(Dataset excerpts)
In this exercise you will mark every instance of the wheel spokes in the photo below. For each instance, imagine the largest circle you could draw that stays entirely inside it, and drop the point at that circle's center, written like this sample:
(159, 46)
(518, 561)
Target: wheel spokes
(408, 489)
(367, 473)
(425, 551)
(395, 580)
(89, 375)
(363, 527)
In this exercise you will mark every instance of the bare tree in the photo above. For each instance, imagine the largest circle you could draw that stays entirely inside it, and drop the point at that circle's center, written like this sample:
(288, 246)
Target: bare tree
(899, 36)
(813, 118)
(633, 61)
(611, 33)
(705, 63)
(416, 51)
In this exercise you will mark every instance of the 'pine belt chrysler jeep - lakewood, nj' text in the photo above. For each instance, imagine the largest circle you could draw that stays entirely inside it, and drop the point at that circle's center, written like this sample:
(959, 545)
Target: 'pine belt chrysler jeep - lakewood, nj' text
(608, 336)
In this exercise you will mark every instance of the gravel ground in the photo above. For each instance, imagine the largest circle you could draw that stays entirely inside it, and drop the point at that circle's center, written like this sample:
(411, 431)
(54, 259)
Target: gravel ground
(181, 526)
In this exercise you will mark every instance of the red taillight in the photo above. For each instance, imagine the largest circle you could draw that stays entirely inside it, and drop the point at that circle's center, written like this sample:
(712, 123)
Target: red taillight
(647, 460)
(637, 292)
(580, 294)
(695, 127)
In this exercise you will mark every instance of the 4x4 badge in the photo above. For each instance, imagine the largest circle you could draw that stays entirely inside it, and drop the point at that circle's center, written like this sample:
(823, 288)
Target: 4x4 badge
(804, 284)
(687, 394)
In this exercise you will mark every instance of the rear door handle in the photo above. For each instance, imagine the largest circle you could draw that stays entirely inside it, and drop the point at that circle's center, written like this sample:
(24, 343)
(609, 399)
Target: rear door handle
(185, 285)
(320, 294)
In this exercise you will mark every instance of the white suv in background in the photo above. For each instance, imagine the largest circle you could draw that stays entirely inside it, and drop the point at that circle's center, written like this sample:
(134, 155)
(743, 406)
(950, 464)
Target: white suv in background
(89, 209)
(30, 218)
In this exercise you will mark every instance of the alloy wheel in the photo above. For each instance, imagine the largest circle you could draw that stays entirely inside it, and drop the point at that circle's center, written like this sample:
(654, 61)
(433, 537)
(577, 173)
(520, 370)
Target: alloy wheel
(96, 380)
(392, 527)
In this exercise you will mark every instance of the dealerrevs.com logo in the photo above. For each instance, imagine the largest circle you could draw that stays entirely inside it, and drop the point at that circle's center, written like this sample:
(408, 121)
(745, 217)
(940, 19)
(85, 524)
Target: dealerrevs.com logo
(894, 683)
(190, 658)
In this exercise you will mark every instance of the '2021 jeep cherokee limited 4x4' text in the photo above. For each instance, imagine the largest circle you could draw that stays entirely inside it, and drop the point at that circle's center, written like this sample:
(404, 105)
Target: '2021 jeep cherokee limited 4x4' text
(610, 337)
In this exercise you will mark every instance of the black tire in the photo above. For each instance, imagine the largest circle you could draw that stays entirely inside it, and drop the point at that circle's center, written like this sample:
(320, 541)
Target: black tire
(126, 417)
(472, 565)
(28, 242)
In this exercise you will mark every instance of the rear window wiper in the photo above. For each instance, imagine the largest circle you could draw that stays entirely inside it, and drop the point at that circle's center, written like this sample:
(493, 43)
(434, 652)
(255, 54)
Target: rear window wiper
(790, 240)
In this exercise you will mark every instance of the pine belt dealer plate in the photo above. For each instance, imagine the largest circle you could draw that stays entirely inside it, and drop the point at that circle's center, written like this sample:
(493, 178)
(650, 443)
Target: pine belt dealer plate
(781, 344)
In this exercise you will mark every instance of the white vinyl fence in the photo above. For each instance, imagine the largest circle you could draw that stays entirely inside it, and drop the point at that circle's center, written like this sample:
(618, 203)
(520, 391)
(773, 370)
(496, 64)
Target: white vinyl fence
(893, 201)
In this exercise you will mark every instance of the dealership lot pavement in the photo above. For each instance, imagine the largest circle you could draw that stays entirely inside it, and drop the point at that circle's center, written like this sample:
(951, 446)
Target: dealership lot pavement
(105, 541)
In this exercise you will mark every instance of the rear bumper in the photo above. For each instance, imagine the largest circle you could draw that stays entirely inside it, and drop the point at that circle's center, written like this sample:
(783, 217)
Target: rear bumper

TASK DIRECTIONS – Could you reproduce the lines above, from the one that holds "the rear bumper" through the last, exactly as they stand?

TASK RESULT –
In this exercise you will mark every instance of the rear bumper in the photo above. For each instance, imagine the largest circle you could draw that stays entirely inside it, and drop the point at that circle's center, written like this sample:
(783, 217)
Target: rear bumper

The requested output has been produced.